## Dataset extract
╭──
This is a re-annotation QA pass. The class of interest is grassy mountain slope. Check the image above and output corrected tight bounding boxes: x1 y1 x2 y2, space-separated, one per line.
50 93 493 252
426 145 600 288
╰──
╭──
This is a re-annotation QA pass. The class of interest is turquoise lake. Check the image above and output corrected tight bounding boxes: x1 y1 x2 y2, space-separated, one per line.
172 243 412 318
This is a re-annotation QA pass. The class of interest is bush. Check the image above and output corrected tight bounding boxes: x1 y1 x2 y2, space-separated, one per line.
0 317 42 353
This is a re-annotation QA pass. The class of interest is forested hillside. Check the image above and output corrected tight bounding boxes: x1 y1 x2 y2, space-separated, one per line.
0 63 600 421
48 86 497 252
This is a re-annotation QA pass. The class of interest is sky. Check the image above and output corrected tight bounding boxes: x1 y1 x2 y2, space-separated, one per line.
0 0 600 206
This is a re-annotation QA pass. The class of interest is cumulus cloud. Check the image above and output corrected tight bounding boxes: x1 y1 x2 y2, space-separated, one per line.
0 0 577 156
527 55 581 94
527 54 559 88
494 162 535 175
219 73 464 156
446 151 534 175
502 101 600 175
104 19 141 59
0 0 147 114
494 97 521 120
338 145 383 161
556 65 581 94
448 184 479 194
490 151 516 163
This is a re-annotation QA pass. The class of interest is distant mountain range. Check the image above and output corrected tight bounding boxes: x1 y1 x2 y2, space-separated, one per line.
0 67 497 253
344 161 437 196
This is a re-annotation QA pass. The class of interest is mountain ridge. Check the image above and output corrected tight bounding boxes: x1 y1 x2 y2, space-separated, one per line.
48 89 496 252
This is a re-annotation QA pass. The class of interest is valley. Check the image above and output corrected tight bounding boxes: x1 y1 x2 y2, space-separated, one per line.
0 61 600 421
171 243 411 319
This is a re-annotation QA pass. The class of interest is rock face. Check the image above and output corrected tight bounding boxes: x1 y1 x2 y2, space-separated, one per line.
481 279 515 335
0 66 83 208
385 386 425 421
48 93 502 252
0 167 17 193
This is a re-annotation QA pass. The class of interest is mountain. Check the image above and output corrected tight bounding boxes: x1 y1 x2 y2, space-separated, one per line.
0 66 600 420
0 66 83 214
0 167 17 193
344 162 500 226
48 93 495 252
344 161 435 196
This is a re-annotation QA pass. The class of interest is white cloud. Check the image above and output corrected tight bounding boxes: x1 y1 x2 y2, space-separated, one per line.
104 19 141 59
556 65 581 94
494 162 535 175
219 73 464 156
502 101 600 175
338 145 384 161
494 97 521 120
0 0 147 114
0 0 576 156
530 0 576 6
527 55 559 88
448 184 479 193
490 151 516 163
╰──
## Instruction
Copy out the rows above word for word, beginning at the line that contains "interest is valley." and stopping after the line that contains "344 161 435 196", with both of those lines included.

## Response to the task
This is a re-annotation QA pass. The class of interest is valley. Check the image above and output corrected tight bounding boxes: x1 y1 x2 y2, space-separated, one per line.
0 61 600 421
171 243 411 319
This is a re-annotation QA pass. The class of interest is rock face. Check the image above and output corrected tight bounding boxes: x1 y1 x2 y2, space-separated, one per line.
481 279 515 335
0 66 83 208
385 386 425 421
48 93 502 252
0 167 17 193
This is a re-annotation QA pass. The class of interest is mountain. Check the image above and output corrected tight bounding boxes: x1 y1 x2 y2, space-separated, one per line.
0 66 600 420
0 66 83 214
0 167 17 193
344 162 500 226
48 93 495 252
344 161 435 196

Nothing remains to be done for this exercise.